▶ _Exercise objective_: Give again only what runs from the line with "Provide one point per instance of the baroque" to the final line of the entries below, exactly as written and without pictures.

▶ _Records for this exercise_:
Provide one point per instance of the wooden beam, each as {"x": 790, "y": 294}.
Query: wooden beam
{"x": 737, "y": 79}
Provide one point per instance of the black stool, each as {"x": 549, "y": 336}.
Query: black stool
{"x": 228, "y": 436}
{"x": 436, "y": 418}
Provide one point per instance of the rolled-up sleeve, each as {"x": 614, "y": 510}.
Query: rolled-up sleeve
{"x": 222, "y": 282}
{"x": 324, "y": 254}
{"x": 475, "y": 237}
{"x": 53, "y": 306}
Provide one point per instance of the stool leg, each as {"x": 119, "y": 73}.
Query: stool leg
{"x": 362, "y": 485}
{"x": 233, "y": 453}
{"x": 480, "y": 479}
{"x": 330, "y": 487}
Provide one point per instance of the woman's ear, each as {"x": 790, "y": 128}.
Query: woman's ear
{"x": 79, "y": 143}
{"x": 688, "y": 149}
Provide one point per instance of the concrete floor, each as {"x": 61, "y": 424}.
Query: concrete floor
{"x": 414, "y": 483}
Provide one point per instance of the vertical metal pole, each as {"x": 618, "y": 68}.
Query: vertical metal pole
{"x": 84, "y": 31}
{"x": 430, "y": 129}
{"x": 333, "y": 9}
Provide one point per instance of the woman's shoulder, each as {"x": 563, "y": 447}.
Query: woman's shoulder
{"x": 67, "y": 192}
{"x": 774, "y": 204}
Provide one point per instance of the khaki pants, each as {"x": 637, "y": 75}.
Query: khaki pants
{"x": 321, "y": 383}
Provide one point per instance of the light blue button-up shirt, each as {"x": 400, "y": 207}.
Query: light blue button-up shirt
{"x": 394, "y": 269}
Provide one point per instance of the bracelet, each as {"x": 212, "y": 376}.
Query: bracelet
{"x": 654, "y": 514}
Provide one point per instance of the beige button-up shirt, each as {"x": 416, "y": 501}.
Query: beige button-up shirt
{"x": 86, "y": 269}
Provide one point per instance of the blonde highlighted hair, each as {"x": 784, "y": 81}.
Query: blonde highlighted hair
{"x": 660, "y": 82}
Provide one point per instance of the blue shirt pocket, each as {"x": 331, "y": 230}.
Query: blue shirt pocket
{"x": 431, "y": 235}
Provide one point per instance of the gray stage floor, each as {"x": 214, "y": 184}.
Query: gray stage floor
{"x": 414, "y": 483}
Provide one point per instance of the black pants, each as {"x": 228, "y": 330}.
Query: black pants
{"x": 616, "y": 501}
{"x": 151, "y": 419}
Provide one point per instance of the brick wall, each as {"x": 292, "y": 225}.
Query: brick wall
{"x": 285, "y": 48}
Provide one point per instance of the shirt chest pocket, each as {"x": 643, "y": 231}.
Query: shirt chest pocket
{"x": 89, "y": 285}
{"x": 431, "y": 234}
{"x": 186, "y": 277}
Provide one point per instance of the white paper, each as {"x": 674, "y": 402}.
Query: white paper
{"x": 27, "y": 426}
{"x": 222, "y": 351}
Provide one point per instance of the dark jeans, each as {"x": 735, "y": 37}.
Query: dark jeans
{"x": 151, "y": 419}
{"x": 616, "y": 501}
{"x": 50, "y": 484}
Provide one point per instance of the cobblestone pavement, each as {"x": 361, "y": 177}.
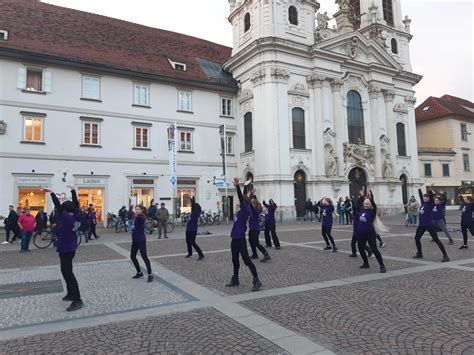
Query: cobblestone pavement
{"x": 417, "y": 314}
{"x": 204, "y": 331}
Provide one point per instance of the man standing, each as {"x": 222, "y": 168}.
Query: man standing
{"x": 27, "y": 225}
{"x": 162, "y": 216}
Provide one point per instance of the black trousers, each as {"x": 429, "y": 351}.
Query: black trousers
{"x": 370, "y": 238}
{"x": 191, "y": 243}
{"x": 432, "y": 231}
{"x": 255, "y": 243}
{"x": 133, "y": 256}
{"x": 464, "y": 228}
{"x": 270, "y": 228}
{"x": 69, "y": 278}
{"x": 326, "y": 231}
{"x": 239, "y": 247}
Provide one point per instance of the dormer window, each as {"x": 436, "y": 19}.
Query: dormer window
{"x": 247, "y": 22}
{"x": 293, "y": 15}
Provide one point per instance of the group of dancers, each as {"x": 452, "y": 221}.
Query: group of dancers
{"x": 366, "y": 230}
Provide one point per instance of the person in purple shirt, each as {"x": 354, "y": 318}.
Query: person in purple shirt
{"x": 327, "y": 220}
{"x": 238, "y": 244}
{"x": 68, "y": 220}
{"x": 139, "y": 243}
{"x": 270, "y": 224}
{"x": 365, "y": 232}
{"x": 467, "y": 219}
{"x": 426, "y": 223}
{"x": 191, "y": 230}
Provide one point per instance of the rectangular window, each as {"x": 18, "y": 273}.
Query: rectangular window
{"x": 226, "y": 106}
{"x": 446, "y": 170}
{"x": 185, "y": 141}
{"x": 465, "y": 160}
{"x": 141, "y": 94}
{"x": 141, "y": 137}
{"x": 185, "y": 101}
{"x": 229, "y": 146}
{"x": 464, "y": 132}
{"x": 428, "y": 170}
{"x": 33, "y": 129}
{"x": 90, "y": 133}
{"x": 90, "y": 87}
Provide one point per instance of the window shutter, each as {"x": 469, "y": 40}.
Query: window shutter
{"x": 47, "y": 80}
{"x": 21, "y": 78}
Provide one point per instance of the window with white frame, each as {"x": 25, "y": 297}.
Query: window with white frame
{"x": 90, "y": 133}
{"x": 141, "y": 94}
{"x": 186, "y": 141}
{"x": 229, "y": 144}
{"x": 185, "y": 101}
{"x": 91, "y": 87}
{"x": 142, "y": 137}
{"x": 34, "y": 79}
{"x": 226, "y": 106}
{"x": 32, "y": 129}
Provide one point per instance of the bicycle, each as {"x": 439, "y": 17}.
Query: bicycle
{"x": 42, "y": 239}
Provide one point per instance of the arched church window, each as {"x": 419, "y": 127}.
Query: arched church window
{"x": 355, "y": 118}
{"x": 247, "y": 22}
{"x": 394, "y": 44}
{"x": 293, "y": 15}
{"x": 402, "y": 148}
{"x": 387, "y": 8}
{"x": 248, "y": 144}
{"x": 299, "y": 141}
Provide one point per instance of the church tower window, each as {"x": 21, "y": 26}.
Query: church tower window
{"x": 355, "y": 118}
{"x": 387, "y": 8}
{"x": 247, "y": 22}
{"x": 293, "y": 15}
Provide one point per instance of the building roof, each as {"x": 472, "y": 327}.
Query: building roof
{"x": 446, "y": 105}
{"x": 42, "y": 29}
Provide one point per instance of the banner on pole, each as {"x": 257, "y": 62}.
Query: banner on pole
{"x": 172, "y": 154}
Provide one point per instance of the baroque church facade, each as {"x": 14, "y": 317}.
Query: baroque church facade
{"x": 323, "y": 111}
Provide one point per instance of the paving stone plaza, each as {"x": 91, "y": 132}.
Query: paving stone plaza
{"x": 312, "y": 301}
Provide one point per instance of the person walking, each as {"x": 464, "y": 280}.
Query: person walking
{"x": 238, "y": 244}
{"x": 68, "y": 215}
{"x": 27, "y": 224}
{"x": 327, "y": 221}
{"x": 192, "y": 228}
{"x": 467, "y": 219}
{"x": 365, "y": 232}
{"x": 270, "y": 224}
{"x": 11, "y": 225}
{"x": 426, "y": 223}
{"x": 412, "y": 207}
{"x": 139, "y": 244}
{"x": 162, "y": 214}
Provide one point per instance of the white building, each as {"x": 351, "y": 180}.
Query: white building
{"x": 323, "y": 110}
{"x": 88, "y": 99}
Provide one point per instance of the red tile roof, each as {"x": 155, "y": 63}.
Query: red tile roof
{"x": 446, "y": 105}
{"x": 43, "y": 29}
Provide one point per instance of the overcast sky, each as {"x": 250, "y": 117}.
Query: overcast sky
{"x": 441, "y": 50}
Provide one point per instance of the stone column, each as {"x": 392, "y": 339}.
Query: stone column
{"x": 338, "y": 118}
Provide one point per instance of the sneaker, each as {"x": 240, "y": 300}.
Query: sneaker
{"x": 75, "y": 305}
{"x": 256, "y": 285}
{"x": 67, "y": 298}
{"x": 234, "y": 281}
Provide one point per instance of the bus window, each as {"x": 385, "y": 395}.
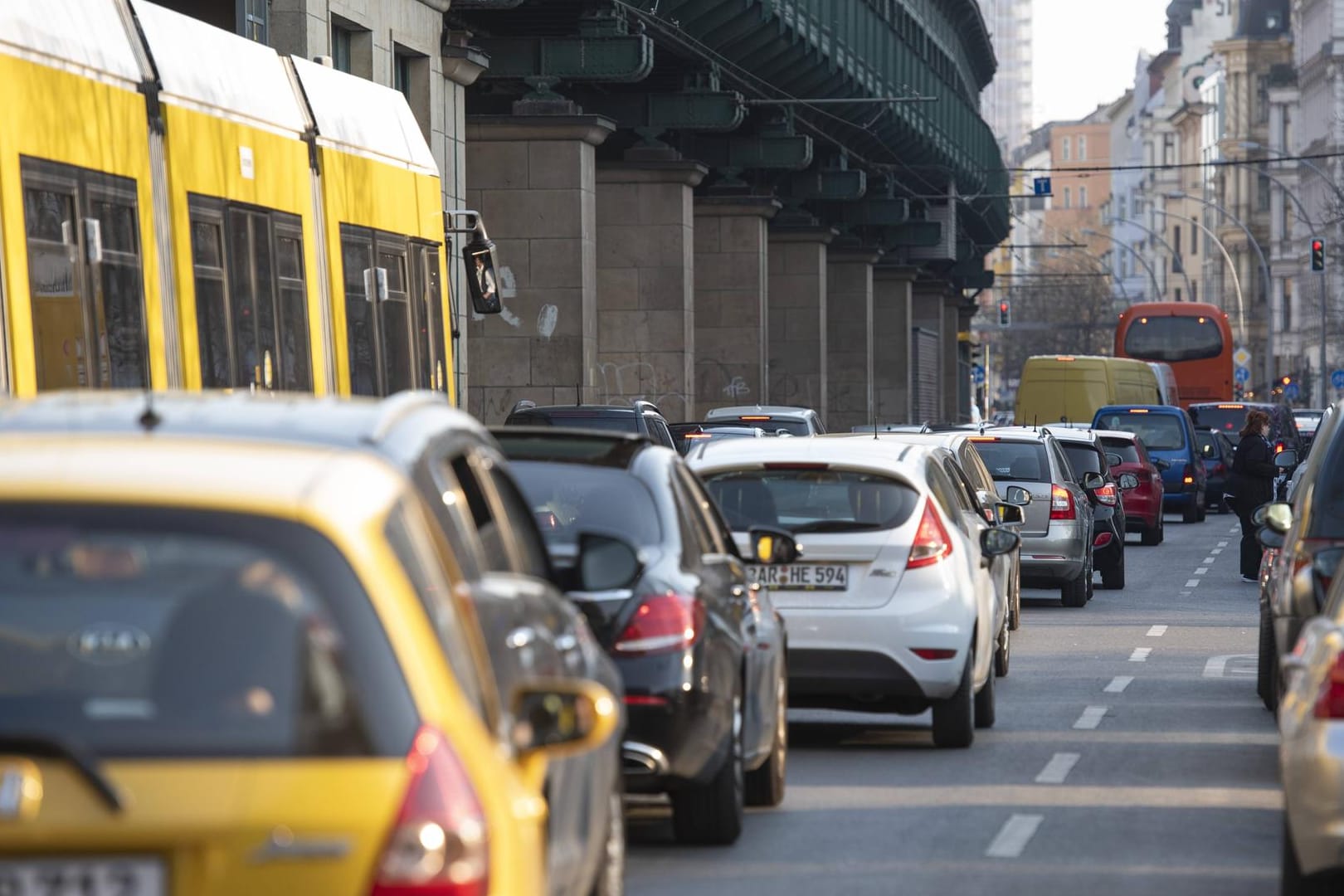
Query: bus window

▶ _Exercise result_:
Provide one point per instance of the baroque church facade, each as {"x": 14, "y": 317}.
Query: baroque church facade
{"x": 323, "y": 111}
Provide one point per instance of the paving stone plaza, each as {"x": 91, "y": 132}.
Query: paving stone plaza
{"x": 312, "y": 301}
Provide one point per instance of the person walking, each as {"x": 464, "y": 280}.
Query: person walking
{"x": 238, "y": 244}
{"x": 68, "y": 215}
{"x": 27, "y": 224}
{"x": 327, "y": 221}
{"x": 192, "y": 228}
{"x": 467, "y": 219}
{"x": 365, "y": 232}
{"x": 270, "y": 224}
{"x": 11, "y": 225}
{"x": 426, "y": 223}
{"x": 412, "y": 207}
{"x": 139, "y": 244}
{"x": 162, "y": 214}
Provide one point per instance of the white building, each as {"x": 351, "y": 180}.
Query: white building
{"x": 323, "y": 110}
{"x": 88, "y": 99}
Provide one point per instance of the red tile roof, each as {"x": 155, "y": 63}.
Query: red tile roof
{"x": 446, "y": 105}
{"x": 43, "y": 29}
Provide one point per instance of the overcast sky, each as {"x": 250, "y": 117}.
Query: overcast sky
{"x": 441, "y": 50}
Provide one point per instance of the stone column, each as {"x": 392, "y": 339}.
Query: stone column
{"x": 338, "y": 118}
Provide one point per instance of the sneaker, each as {"x": 240, "y": 300}.
Query: sneaker
{"x": 75, "y": 305}
{"x": 256, "y": 285}
{"x": 67, "y": 298}
{"x": 234, "y": 281}
Provide one point per instance of the bus window, each as {"x": 385, "y": 395}.
Query: bus window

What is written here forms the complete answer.